### What you have to do
Render every line of the data below as a JSON list of strings, with one string per line and any blank lines omitted.

### Records to use
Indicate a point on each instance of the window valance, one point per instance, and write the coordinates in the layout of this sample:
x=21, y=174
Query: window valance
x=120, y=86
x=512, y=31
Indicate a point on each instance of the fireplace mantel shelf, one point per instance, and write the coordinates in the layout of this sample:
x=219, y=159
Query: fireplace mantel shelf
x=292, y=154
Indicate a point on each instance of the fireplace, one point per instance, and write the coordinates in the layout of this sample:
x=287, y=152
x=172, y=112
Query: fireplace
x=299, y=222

### Solution to the exercise
[
  "Indicate a point on each instance of the window valance, one point per instance, and write the coordinates in the layout of this sample:",
  "x=21, y=174",
  "Query: window valance",
  "x=120, y=86",
  "x=512, y=31",
  "Indicate a point on each instance of the fireplace mantel shelf, one point per instance, and write the coordinates in the layout of this sample:",
  "x=219, y=159",
  "Query: fireplace mantel shelf",
  "x=292, y=154",
  "Indicate a point on each instance of the fireplace, one point per instance, and write the coordinates in the layout of this sample:",
  "x=287, y=152",
  "x=172, y=112",
  "Query: fireplace",
  "x=299, y=222"
]